* Begin AVAILABLE RECORDS *

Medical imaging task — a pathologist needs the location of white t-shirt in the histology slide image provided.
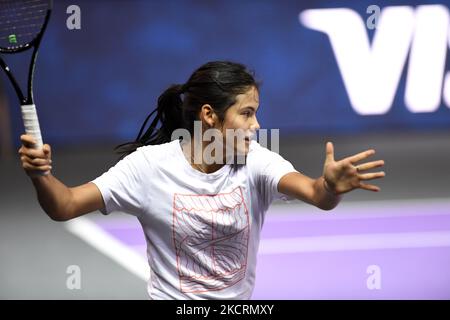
[92,140,296,299]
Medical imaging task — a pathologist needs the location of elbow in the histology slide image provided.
[317,204,337,211]
[45,210,70,222]
[316,199,340,211]
[47,213,70,222]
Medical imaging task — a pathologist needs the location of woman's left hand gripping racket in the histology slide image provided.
[0,0,52,172]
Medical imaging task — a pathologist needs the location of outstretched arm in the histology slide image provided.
[278,142,385,210]
[19,135,104,221]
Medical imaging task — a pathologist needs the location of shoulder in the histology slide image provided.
[247,140,281,164]
[135,140,179,162]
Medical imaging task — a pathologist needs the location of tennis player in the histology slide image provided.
[19,61,385,299]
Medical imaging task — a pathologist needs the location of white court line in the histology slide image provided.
[64,217,150,281]
[259,231,450,254]
[265,198,450,221]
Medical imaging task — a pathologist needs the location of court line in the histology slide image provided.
[64,217,150,281]
[259,231,450,254]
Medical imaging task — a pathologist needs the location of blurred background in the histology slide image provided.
[0,0,450,299]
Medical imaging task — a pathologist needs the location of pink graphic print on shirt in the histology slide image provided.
[172,187,249,293]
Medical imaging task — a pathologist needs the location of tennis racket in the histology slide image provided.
[0,0,52,149]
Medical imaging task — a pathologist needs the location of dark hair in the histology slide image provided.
[115,61,259,158]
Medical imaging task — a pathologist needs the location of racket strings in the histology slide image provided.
[0,0,49,49]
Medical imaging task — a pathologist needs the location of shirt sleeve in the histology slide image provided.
[248,142,298,206]
[92,149,150,216]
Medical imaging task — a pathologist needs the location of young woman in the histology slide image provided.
[19,61,384,299]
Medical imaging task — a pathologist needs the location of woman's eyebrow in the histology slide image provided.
[240,106,258,112]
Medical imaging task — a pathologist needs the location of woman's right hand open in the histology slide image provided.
[19,134,52,177]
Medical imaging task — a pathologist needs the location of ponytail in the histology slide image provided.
[114,84,184,159]
[115,61,259,158]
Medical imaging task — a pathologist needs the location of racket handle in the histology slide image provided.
[21,104,49,177]
[22,104,43,149]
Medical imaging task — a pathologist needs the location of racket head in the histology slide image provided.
[0,0,53,53]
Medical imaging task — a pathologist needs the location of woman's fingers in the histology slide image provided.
[22,162,52,172]
[359,183,380,192]
[357,160,384,172]
[20,155,52,166]
[19,146,47,159]
[344,149,375,163]
[358,171,386,180]
[19,134,52,176]
[20,134,36,148]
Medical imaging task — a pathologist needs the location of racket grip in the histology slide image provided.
[22,104,43,149]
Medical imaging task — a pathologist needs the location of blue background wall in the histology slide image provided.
[0,0,450,144]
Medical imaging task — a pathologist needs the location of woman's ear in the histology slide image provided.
[200,104,217,128]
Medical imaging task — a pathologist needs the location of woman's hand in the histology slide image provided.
[323,142,385,195]
[19,134,52,178]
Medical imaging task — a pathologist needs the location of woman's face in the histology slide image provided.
[218,87,260,159]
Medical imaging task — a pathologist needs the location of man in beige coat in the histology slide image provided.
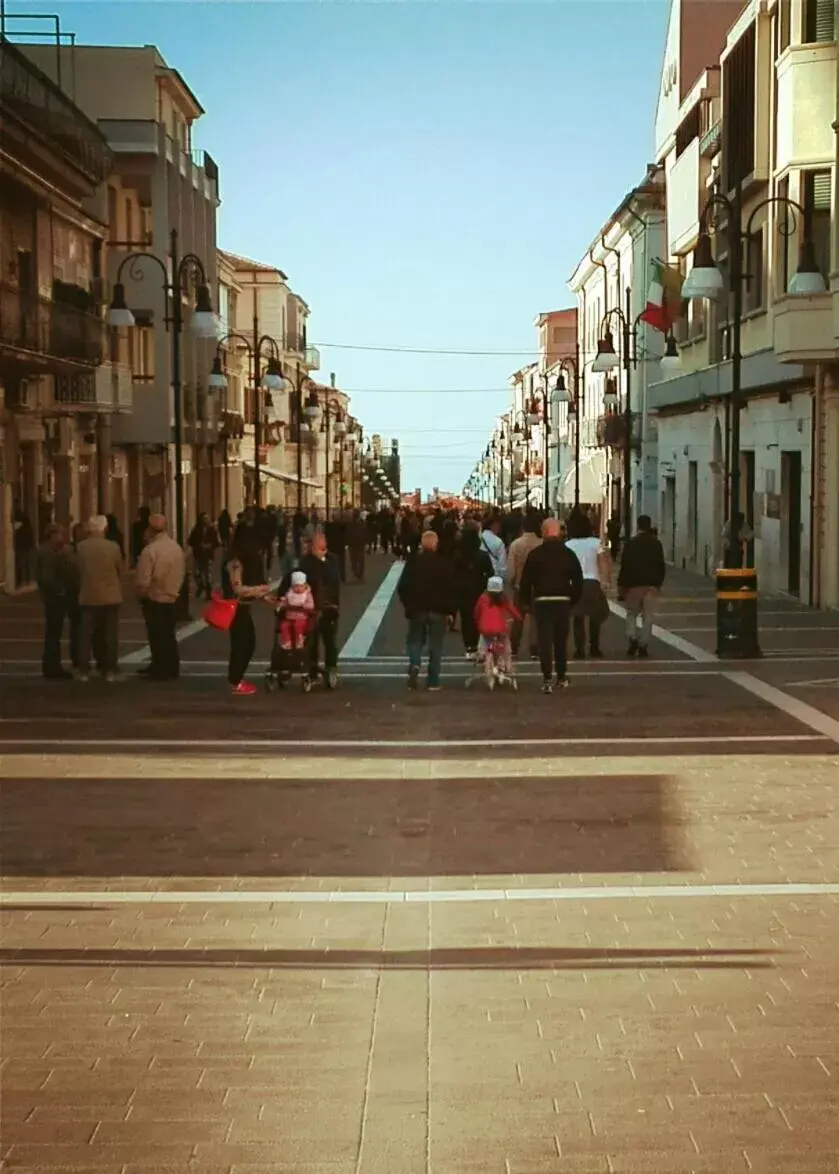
[507,514,542,660]
[135,514,187,681]
[76,514,124,681]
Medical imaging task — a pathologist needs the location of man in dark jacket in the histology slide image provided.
[617,514,667,656]
[519,518,583,693]
[279,531,340,677]
[397,529,458,693]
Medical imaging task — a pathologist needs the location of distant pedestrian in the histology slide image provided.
[617,514,667,657]
[77,514,124,681]
[135,514,187,681]
[35,524,79,681]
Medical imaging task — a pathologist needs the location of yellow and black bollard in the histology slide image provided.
[716,567,763,660]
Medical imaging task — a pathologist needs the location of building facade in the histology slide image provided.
[0,40,121,591]
[650,0,839,596]
[21,45,223,537]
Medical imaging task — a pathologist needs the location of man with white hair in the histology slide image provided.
[76,514,124,681]
[134,514,187,681]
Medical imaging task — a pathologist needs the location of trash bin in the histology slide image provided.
[716,567,763,659]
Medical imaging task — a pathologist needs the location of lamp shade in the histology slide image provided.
[108,282,134,326]
[787,239,827,295]
[682,232,725,302]
[189,285,218,338]
[591,330,617,373]
[658,335,682,373]
[207,355,228,391]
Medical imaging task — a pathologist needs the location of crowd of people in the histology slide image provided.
[29,497,665,695]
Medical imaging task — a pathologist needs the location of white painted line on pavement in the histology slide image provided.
[0,881,839,906]
[0,732,831,763]
[723,673,839,743]
[338,562,405,661]
[609,600,717,664]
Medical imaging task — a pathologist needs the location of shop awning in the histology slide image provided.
[556,448,607,506]
[242,460,323,490]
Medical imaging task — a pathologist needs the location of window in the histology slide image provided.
[774,175,791,296]
[774,0,792,58]
[676,102,702,158]
[108,184,120,241]
[723,25,756,191]
[801,168,833,279]
[801,0,834,45]
[743,228,766,313]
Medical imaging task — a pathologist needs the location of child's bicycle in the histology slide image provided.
[466,636,519,693]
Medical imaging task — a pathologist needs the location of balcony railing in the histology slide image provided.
[0,285,106,367]
[53,363,134,412]
[0,41,111,183]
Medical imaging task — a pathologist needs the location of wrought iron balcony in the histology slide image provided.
[0,284,106,371]
[0,40,111,184]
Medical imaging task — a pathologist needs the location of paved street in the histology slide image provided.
[0,558,839,1174]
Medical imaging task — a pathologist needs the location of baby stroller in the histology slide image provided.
[265,605,317,693]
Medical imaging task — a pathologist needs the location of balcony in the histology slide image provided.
[0,284,107,373]
[53,363,134,412]
[0,41,111,185]
[772,294,839,363]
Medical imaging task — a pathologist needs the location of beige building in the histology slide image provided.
[21,45,223,540]
[650,0,839,596]
[0,41,127,591]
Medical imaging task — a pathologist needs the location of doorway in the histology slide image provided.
[659,477,676,562]
[780,452,801,595]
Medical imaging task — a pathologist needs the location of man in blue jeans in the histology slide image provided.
[397,529,458,693]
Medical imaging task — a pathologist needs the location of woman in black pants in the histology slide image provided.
[228,524,271,697]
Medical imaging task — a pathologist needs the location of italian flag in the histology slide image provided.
[641,261,684,335]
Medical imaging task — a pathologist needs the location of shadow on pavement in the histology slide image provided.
[0,946,780,971]
[0,768,692,877]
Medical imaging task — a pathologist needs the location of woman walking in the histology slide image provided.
[226,520,271,697]
[454,522,493,660]
[566,512,611,660]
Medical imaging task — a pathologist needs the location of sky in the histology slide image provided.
[7,0,669,493]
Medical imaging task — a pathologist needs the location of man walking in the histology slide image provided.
[77,514,123,681]
[507,513,542,660]
[617,514,667,657]
[520,518,583,693]
[397,529,458,693]
[135,514,187,681]
[35,525,79,681]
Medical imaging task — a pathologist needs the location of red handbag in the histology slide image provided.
[201,592,239,632]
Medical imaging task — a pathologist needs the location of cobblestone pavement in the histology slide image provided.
[0,559,839,1174]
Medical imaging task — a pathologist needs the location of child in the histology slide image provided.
[475,575,521,683]
[277,571,314,652]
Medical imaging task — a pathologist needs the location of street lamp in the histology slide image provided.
[682,182,827,569]
[207,330,291,507]
[554,349,584,510]
[108,229,218,616]
[591,289,641,538]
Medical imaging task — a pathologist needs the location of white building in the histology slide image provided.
[650,0,839,602]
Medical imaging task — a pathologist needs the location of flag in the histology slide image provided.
[641,261,684,335]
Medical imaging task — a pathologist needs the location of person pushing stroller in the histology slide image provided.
[475,575,521,689]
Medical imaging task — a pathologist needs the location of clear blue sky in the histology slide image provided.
[13,0,669,491]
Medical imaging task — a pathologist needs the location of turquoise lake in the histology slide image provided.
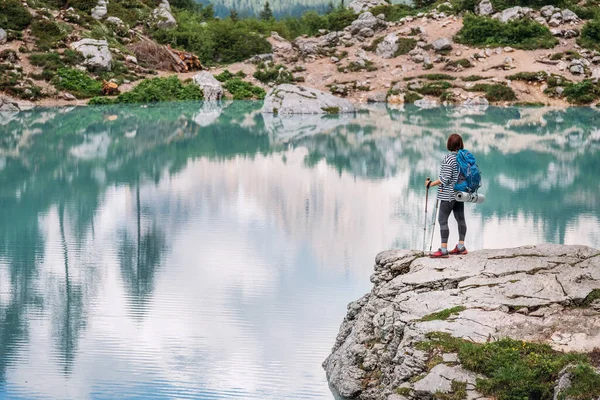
[0,102,600,400]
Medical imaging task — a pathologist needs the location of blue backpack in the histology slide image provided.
[454,150,481,193]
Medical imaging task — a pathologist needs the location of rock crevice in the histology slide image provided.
[323,245,600,400]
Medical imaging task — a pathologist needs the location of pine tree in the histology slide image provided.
[260,1,273,21]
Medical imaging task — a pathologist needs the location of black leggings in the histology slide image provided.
[438,200,467,243]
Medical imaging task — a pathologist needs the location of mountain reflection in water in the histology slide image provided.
[0,102,600,399]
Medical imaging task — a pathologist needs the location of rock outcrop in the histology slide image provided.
[262,84,356,115]
[192,71,223,101]
[152,0,177,29]
[71,39,112,71]
[323,245,600,400]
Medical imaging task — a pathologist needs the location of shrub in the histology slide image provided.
[415,81,452,96]
[469,83,517,101]
[223,78,266,100]
[394,38,417,57]
[253,64,294,85]
[417,332,600,399]
[52,68,102,99]
[0,0,32,31]
[114,76,204,103]
[577,19,600,49]
[506,71,548,82]
[454,14,558,50]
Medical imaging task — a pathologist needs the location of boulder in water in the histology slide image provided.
[71,39,112,71]
[262,84,356,115]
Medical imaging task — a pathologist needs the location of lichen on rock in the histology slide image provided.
[323,245,600,400]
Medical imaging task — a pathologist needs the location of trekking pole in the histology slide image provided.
[429,200,440,253]
[423,177,431,253]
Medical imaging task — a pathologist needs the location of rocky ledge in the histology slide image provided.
[323,245,600,400]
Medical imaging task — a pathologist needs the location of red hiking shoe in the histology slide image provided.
[450,245,469,256]
[429,249,448,258]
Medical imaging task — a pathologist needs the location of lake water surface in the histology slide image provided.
[0,102,600,400]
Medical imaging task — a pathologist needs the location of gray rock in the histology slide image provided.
[493,6,533,22]
[348,0,388,14]
[367,90,387,103]
[375,33,398,58]
[248,53,273,64]
[152,0,177,29]
[415,98,439,109]
[431,38,452,51]
[563,29,579,39]
[192,71,223,101]
[561,8,579,22]
[91,0,108,20]
[262,84,356,115]
[323,245,600,400]
[475,0,494,16]
[345,11,386,35]
[70,39,112,71]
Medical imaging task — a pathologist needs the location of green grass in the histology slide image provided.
[469,83,517,101]
[446,58,473,68]
[506,71,548,82]
[417,332,600,400]
[223,78,267,100]
[414,74,456,81]
[52,68,102,99]
[415,81,452,96]
[433,381,467,400]
[454,14,558,50]
[322,107,340,114]
[90,76,203,104]
[460,75,487,82]
[420,306,466,322]
[394,38,417,57]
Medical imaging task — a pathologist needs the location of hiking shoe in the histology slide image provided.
[450,245,469,256]
[429,249,448,258]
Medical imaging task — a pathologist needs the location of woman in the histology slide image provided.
[425,133,467,258]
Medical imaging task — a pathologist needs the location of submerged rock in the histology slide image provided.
[262,84,356,115]
[323,245,600,400]
[71,39,112,71]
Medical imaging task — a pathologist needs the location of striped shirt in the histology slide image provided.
[438,151,458,201]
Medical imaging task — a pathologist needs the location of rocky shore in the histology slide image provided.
[323,245,600,400]
[0,0,600,108]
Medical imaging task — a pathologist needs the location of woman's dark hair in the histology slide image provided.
[446,133,465,151]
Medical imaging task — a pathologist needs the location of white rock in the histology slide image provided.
[152,0,177,29]
[70,39,112,71]
[262,84,356,115]
[475,0,494,16]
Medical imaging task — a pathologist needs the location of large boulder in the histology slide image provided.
[262,84,356,115]
[475,0,494,16]
[152,0,177,29]
[91,0,108,20]
[348,0,389,14]
[493,6,533,22]
[323,245,600,400]
[344,11,387,35]
[70,39,112,71]
[431,38,452,51]
[375,32,398,58]
[192,71,223,101]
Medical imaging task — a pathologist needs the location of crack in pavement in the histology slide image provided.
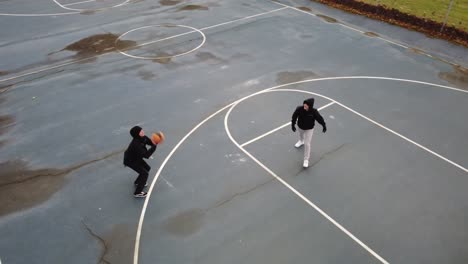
[213,178,276,211]
[81,219,111,264]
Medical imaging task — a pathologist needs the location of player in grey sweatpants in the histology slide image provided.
[291,98,327,168]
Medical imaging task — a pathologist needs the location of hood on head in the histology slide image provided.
[304,98,315,108]
[130,126,142,138]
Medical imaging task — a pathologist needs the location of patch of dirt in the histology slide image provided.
[364,31,380,38]
[165,209,205,237]
[311,0,468,47]
[439,66,468,90]
[159,0,182,6]
[276,71,319,84]
[63,33,136,58]
[297,6,312,12]
[316,14,338,23]
[0,151,123,216]
[178,5,208,11]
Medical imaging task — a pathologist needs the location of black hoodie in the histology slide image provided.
[291,98,326,130]
[124,126,156,166]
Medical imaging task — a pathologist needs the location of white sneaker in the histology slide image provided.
[294,140,304,148]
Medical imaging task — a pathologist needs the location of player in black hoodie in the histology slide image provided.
[123,126,156,198]
[291,98,327,168]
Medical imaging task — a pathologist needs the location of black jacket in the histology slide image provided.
[291,98,326,130]
[123,136,156,166]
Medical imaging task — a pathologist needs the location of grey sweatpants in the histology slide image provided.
[299,128,314,161]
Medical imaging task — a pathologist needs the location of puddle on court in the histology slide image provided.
[63,33,136,58]
[138,70,157,81]
[276,71,319,84]
[152,52,172,64]
[439,66,468,90]
[297,6,312,12]
[165,209,205,237]
[317,14,338,23]
[0,150,123,216]
[159,0,182,6]
[364,31,380,38]
[178,5,208,11]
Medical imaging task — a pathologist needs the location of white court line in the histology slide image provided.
[115,25,206,60]
[63,0,96,6]
[133,76,468,264]
[272,1,408,49]
[0,12,80,17]
[136,7,287,47]
[224,99,389,264]
[53,0,131,12]
[241,101,335,147]
[0,7,286,83]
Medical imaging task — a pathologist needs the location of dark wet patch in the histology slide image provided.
[63,33,136,58]
[195,51,226,62]
[165,209,205,237]
[178,5,208,11]
[159,0,182,6]
[0,115,15,135]
[408,48,426,55]
[80,10,96,15]
[317,14,338,23]
[364,31,380,38]
[439,66,468,90]
[138,70,157,81]
[152,52,172,64]
[276,71,319,84]
[231,53,252,60]
[0,95,15,148]
[195,52,219,60]
[0,161,65,216]
[297,6,312,12]
[0,84,14,94]
[0,151,122,216]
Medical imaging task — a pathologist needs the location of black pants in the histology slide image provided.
[127,160,151,194]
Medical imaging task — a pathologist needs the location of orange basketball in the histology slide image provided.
[151,132,164,144]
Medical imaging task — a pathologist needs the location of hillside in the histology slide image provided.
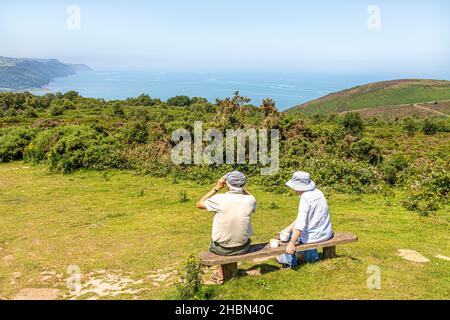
[0,57,91,91]
[286,79,450,117]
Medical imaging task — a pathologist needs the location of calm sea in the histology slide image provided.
[37,71,450,110]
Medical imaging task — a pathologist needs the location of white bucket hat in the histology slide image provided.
[286,171,316,191]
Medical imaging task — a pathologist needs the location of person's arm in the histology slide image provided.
[285,220,297,232]
[197,177,225,209]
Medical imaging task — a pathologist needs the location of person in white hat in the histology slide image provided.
[276,171,333,267]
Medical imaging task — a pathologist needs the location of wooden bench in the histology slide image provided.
[199,232,358,281]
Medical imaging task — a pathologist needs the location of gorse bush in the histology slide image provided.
[342,112,364,135]
[403,160,450,215]
[24,126,126,173]
[350,139,383,164]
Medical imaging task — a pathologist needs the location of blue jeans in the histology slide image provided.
[277,233,319,268]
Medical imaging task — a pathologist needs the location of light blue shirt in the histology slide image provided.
[295,189,333,243]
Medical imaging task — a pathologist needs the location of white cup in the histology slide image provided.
[270,239,280,248]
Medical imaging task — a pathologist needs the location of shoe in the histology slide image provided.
[209,271,224,284]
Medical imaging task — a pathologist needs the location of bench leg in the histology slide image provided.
[323,246,336,259]
[220,262,237,281]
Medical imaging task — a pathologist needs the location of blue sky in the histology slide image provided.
[0,0,450,74]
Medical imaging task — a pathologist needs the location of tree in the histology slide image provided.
[259,98,278,128]
[216,91,251,126]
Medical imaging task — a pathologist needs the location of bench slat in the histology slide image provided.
[199,232,358,266]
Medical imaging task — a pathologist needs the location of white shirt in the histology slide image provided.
[205,191,256,248]
[295,189,333,243]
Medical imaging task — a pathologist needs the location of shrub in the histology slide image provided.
[123,121,148,144]
[381,154,409,186]
[49,104,64,117]
[167,96,191,107]
[350,139,383,164]
[422,119,439,134]
[34,126,126,173]
[23,107,38,118]
[342,112,364,135]
[112,103,125,117]
[402,118,419,137]
[402,160,450,215]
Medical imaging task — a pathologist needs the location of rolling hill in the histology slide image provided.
[286,79,450,118]
[0,57,91,91]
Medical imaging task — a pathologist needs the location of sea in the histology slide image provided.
[34,70,449,111]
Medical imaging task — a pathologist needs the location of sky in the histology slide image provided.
[0,0,450,75]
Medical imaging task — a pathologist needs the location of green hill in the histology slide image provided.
[286,79,450,116]
[0,57,91,91]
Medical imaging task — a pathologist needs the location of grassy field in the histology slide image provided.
[0,162,450,299]
[288,80,450,116]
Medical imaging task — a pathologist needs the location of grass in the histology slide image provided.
[0,162,450,299]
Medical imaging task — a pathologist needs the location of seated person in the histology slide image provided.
[276,171,333,267]
[197,171,256,282]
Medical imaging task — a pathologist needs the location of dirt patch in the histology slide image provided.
[398,249,430,263]
[147,268,177,287]
[13,288,60,300]
[2,254,14,266]
[64,270,144,300]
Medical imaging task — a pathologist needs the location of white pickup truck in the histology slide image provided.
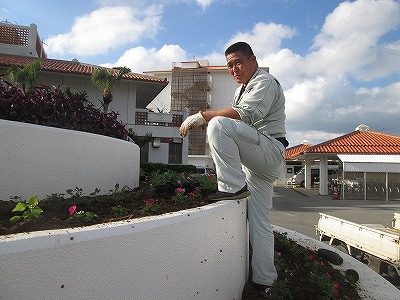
[315,213,400,287]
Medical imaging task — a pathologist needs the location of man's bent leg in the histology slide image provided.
[207,117,246,193]
[245,169,278,286]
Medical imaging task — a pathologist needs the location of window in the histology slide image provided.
[168,143,182,164]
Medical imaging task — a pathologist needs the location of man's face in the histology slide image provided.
[226,51,257,85]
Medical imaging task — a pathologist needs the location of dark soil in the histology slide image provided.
[0,184,360,300]
[0,183,207,235]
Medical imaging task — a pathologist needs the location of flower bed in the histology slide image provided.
[0,200,247,300]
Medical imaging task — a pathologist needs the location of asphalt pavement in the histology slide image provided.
[270,187,400,239]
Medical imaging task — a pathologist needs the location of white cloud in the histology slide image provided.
[103,45,187,73]
[208,0,400,146]
[303,0,400,81]
[45,5,162,56]
[196,0,214,10]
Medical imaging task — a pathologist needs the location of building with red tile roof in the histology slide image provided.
[286,125,400,200]
[0,22,188,164]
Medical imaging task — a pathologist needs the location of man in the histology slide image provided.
[179,42,288,297]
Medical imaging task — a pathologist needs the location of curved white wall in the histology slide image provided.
[0,200,248,300]
[0,120,140,200]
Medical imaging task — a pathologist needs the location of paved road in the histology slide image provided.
[271,187,400,239]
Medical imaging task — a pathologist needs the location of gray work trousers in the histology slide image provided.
[207,117,285,285]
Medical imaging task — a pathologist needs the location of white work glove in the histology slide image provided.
[179,111,207,137]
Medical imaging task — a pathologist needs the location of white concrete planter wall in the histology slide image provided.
[0,200,248,300]
[0,120,140,200]
[274,226,400,300]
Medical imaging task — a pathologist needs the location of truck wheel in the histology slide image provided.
[317,248,343,266]
[335,243,349,254]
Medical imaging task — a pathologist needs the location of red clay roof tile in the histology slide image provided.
[306,130,400,154]
[0,54,168,84]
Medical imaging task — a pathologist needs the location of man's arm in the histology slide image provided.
[201,107,240,122]
[179,108,240,137]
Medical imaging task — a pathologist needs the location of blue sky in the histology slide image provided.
[0,0,400,145]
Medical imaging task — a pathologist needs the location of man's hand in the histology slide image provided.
[179,111,207,137]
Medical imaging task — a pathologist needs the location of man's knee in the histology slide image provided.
[207,116,229,136]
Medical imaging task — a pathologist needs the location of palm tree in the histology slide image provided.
[7,60,42,92]
[92,67,131,113]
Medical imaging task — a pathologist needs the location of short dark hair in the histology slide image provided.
[225,42,254,57]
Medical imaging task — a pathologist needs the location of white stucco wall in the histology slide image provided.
[0,200,248,300]
[0,119,140,200]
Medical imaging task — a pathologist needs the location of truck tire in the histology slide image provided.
[317,248,343,265]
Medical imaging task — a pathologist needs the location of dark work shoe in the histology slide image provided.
[206,184,250,202]
[252,282,272,300]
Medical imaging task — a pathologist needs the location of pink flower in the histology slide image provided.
[333,282,339,294]
[143,198,157,206]
[68,205,76,216]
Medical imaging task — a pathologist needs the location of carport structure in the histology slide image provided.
[287,125,400,200]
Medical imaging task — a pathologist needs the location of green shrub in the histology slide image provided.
[0,84,128,140]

* End AVAILABLE RECORDS *

OBJECTIVE: Could you rewrite the stretch from the line containing "white hat in the histology slide image provided." through the line containing "[199,232,358,281]", with "wooden bench" changed to "park bench" and everything else left as it is, giving back only those lines?

THE SOLUTION:
Medical imaging task — a pathologist needs the location of person in white hat in the histology slide image provided.
[276,171,333,267]
Medical imaging task — a pathologist needs the location of park bench in the histology slide image provided.
[199,232,358,281]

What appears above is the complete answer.